(What to work on):
Copy out, word for word, the lines starting at the one that contains "--target wooden post" and ending at the last line of the items. Leave the pictures out of your answer.

(Given records):
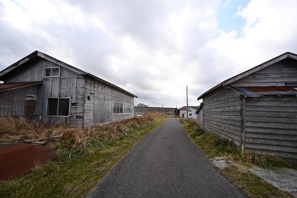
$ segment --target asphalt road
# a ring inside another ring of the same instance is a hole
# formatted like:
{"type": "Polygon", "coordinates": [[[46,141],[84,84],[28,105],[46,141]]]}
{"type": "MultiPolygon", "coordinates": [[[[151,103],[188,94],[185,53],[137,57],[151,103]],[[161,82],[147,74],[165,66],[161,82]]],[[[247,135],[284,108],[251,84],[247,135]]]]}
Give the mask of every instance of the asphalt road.
{"type": "Polygon", "coordinates": [[[176,118],[151,131],[86,198],[245,198],[176,118]]]}

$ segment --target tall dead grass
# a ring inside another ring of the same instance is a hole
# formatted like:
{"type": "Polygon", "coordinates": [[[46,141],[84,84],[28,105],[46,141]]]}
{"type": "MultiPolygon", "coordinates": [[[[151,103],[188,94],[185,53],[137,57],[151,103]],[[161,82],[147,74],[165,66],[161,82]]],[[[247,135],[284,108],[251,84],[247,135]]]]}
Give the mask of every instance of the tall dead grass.
{"type": "Polygon", "coordinates": [[[34,125],[23,117],[0,117],[0,142],[12,143],[19,140],[39,137],[34,125]]]}
{"type": "Polygon", "coordinates": [[[116,122],[107,125],[66,129],[56,143],[57,159],[65,161],[82,152],[92,153],[100,147],[127,135],[135,129],[153,120],[150,116],[140,117],[116,122]]]}
{"type": "Polygon", "coordinates": [[[0,117],[0,142],[15,143],[24,140],[50,138],[65,130],[63,124],[44,125],[22,116],[0,117]]]}

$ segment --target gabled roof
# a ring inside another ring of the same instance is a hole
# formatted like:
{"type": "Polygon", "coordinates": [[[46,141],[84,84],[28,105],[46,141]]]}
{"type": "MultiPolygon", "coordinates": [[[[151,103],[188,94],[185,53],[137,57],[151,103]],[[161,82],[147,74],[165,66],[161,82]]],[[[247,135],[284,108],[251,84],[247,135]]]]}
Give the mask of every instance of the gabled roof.
{"type": "Polygon", "coordinates": [[[216,88],[218,88],[221,86],[224,87],[226,85],[228,85],[234,82],[234,81],[236,81],[240,79],[241,78],[242,78],[243,77],[245,77],[248,76],[248,75],[249,75],[251,73],[255,72],[257,71],[258,71],[261,69],[264,68],[273,63],[275,63],[277,62],[278,62],[280,60],[283,60],[285,58],[291,58],[297,59],[297,54],[293,53],[291,53],[290,52],[287,52],[286,53],[284,53],[283,54],[281,54],[279,56],[277,56],[275,58],[273,58],[271,60],[269,60],[266,62],[263,62],[263,63],[259,64],[259,65],[256,66],[255,67],[253,67],[251,69],[249,69],[248,70],[247,70],[244,72],[242,72],[239,74],[238,74],[235,76],[233,76],[233,77],[228,79],[222,82],[221,83],[219,84],[218,85],[215,86],[215,87],[213,87],[212,88],[210,89],[210,90],[208,90],[207,91],[205,92],[204,94],[203,94],[202,95],[200,96],[197,99],[197,100],[198,100],[200,99],[201,99],[203,98],[203,97],[204,96],[205,96],[206,94],[210,92],[212,90],[216,89],[216,88]]]}
{"type": "MultiPolygon", "coordinates": [[[[195,109],[197,109],[199,106],[188,106],[188,108],[193,108],[195,109]]],[[[184,106],[180,108],[179,110],[187,110],[187,106],[184,106]]]]}
{"type": "Polygon", "coordinates": [[[42,81],[34,81],[22,82],[21,83],[2,83],[0,84],[0,92],[39,85],[42,84],[42,81]]]}
{"type": "Polygon", "coordinates": [[[138,98],[137,96],[134,95],[134,94],[131,94],[131,93],[130,93],[129,92],[127,92],[127,91],[125,90],[124,89],[122,89],[120,87],[117,86],[116,85],[111,84],[111,83],[110,83],[107,81],[106,81],[100,78],[98,78],[98,77],[95,76],[94,75],[92,75],[89,73],[84,72],[84,71],[81,70],[79,69],[78,69],[76,67],[73,67],[73,66],[71,66],[69,64],[65,63],[63,62],[62,62],[60,60],[59,60],[56,58],[54,58],[50,56],[49,56],[49,55],[47,55],[44,53],[42,53],[42,52],[41,52],[40,51],[35,51],[33,52],[33,53],[30,53],[30,54],[29,54],[27,56],[25,57],[24,58],[22,58],[21,60],[19,60],[18,61],[12,64],[11,65],[6,68],[5,69],[3,69],[3,70],[0,71],[0,80],[4,80],[4,76],[9,75],[9,73],[10,72],[14,70],[15,69],[16,69],[20,66],[24,65],[26,63],[30,62],[30,61],[32,61],[36,60],[38,60],[38,59],[44,59],[48,60],[54,63],[57,64],[57,65],[58,65],[60,66],[65,67],[65,68],[66,68],[70,70],[71,70],[74,72],[76,72],[79,74],[90,77],[94,79],[95,80],[96,80],[97,81],[99,81],[102,83],[109,85],[110,87],[115,88],[120,91],[121,91],[122,92],[123,92],[130,96],[133,96],[135,98],[138,98]]]}

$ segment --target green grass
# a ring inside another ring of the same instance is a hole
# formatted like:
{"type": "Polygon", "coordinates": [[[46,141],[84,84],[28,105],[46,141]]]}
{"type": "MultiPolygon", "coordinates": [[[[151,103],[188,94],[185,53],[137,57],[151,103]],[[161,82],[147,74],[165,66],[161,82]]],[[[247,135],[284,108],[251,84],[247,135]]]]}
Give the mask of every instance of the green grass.
{"type": "MultiPolygon", "coordinates": [[[[266,169],[276,166],[296,169],[296,163],[282,161],[271,155],[259,155],[253,152],[243,152],[232,143],[219,139],[212,134],[200,129],[193,120],[180,119],[189,136],[207,157],[221,156],[241,164],[255,165],[266,169]]],[[[243,171],[234,165],[220,170],[238,188],[251,198],[294,198],[291,194],[282,191],[249,171],[243,171]]]]}
{"type": "Polygon", "coordinates": [[[222,156],[241,164],[250,166],[255,165],[266,169],[282,167],[297,169],[297,163],[282,160],[276,156],[257,155],[252,152],[242,152],[231,142],[218,138],[211,133],[201,129],[196,122],[191,119],[180,119],[193,142],[209,158],[222,156]]]}
{"type": "Polygon", "coordinates": [[[251,198],[292,198],[290,193],[274,187],[249,171],[243,171],[237,166],[227,166],[222,170],[224,175],[233,181],[239,188],[251,198]]]}
{"type": "Polygon", "coordinates": [[[158,117],[153,121],[130,130],[127,135],[106,141],[100,143],[100,146],[91,147],[88,152],[76,149],[72,144],[72,147],[66,147],[69,151],[67,155],[66,148],[60,145],[58,148],[62,150],[62,154],[56,160],[1,184],[0,197],[82,197],[149,131],[166,119],[158,117]]]}

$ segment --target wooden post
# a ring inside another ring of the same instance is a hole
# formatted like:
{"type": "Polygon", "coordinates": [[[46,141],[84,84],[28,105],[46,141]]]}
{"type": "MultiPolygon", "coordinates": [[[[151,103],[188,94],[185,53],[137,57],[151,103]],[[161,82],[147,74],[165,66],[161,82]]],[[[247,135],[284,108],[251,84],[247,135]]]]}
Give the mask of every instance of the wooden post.
{"type": "Polygon", "coordinates": [[[240,139],[241,148],[242,151],[245,151],[246,143],[246,96],[242,96],[241,108],[240,112],[241,138],[240,139]]]}
{"type": "Polygon", "coordinates": [[[189,104],[188,104],[188,85],[187,85],[187,119],[188,118],[188,106],[189,104]]]}

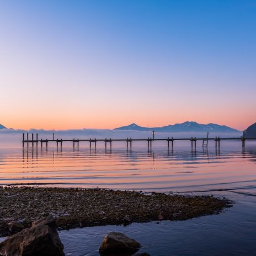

(Finished exercise):
$ segment --target wooden post
# a ring inside another ring of the same instance is a hole
# formatted like:
{"type": "Polygon", "coordinates": [[[46,141],[84,84],[28,105],[46,141]]]}
{"type": "MultiPolygon", "coordinates": [[[[151,103],[188,94],[185,53],[137,57],[151,103]],[[161,82],[147,74],[165,66],[161,82]]],[[[247,135],[284,108],[251,84],[247,135]]]]}
Give the mask of every instance of the wooden post.
{"type": "Polygon", "coordinates": [[[240,139],[241,148],[242,151],[245,151],[246,143],[246,96],[242,96],[241,108],[240,112],[241,138],[240,139]]]}
{"type": "Polygon", "coordinates": [[[189,104],[188,104],[188,85],[187,85],[187,119],[188,118],[188,106],[189,104]]]}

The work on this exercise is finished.